What you are asked to do:
Duplicate the part of the SIP article between "Here, I have" and "immediate next date)", inclusive, word for word.
START Passage
Never Stop SIPs!! This article analyzes the impact of stopping SIPs in crashes using 26 years of Nifty 50 TRI data, covering 4 major market crashes.
Many of us in a panic stop the ongoing SIPs with the hope that they enter again when the market will recover. This is one of the worst decisions investors make for their money. It is more of a fear and behavior problem. The same thing is happening when the market started to fall in September 2024.
In this article, I have considered the Nifty 50 TRI data from 1st July 1999 to 27th March 2025 (the maximum availability). This constitutes around 26 years of data and around 6,406 daily data points of Nifty 50.
Here, I have considered four major crashes that happened – the 2000 Dot Com Bubble, the 2008 Financial Crisis, the 2015-16 Yuan Devaluation and Brexit crashes, and the 2020 Covid Market Crash. I considered 1st of every month as the SIP date for my analysis (if 1st date data is not available, then the immediate next date is considered as the SIP date) and the investment amount I have considered is Rs.1,000.
1 – SIP of Rs.1,000 a month from 1st July 1999 to 27th March 2025 (SIP Date 1st of every month or immediate next date)
END Passage
START Record extracts
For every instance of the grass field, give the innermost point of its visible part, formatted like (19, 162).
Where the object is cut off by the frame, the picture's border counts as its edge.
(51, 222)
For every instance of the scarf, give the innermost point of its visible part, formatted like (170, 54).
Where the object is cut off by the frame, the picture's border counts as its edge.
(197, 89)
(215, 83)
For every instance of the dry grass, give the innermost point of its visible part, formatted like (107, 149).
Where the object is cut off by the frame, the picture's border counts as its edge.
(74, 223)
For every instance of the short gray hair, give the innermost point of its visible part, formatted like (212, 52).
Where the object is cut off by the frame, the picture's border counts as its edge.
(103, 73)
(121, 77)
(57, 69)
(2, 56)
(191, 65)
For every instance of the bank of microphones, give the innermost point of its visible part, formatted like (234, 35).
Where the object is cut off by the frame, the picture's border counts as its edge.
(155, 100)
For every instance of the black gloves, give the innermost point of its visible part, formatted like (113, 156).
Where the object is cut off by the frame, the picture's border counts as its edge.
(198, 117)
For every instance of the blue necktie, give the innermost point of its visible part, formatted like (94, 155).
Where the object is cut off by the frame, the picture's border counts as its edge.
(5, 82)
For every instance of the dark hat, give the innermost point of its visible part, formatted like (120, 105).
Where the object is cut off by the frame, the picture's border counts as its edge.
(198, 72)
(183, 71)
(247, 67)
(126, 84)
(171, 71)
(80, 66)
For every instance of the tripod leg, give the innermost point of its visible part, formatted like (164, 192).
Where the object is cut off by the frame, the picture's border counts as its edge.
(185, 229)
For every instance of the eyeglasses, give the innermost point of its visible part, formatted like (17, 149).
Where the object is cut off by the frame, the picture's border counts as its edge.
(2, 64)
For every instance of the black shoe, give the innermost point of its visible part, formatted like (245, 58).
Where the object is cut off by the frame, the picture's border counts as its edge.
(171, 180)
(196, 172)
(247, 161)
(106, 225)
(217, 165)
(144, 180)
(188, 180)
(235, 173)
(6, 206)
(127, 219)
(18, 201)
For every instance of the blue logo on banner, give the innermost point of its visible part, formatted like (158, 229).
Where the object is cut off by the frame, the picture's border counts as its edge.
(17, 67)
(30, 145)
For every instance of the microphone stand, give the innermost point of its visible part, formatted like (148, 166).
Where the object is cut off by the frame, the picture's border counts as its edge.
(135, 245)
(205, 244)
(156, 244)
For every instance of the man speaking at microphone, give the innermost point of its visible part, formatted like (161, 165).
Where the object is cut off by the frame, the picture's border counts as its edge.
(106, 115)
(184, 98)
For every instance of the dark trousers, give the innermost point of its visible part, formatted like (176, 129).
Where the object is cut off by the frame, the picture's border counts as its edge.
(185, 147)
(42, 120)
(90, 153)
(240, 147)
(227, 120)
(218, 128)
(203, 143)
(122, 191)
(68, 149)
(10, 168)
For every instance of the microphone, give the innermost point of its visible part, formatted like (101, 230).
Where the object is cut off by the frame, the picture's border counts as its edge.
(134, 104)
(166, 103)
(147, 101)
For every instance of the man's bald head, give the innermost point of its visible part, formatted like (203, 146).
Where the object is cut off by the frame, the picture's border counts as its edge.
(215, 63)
END Record extracts
Result of the exercise:
Here, I have considered four major crashes that happened – the 2000 Dot Com Bubble, the 2008 Financial Crisis, the 2015-16 Yuan Devaluation and Brexit crashes, and the 2020 Covid Market Crash. I considered 1st of every month as the SIP date for my analysis (if 1st date data is not available, then the immediate next date is considered as the SIP date) and the investment amount I have considered is Rs.1,000.
1 – SIP of Rs.1,000 a month from 1st July 1999 to 27th March 2025 (SIP Date 1st of every month or immediate next date)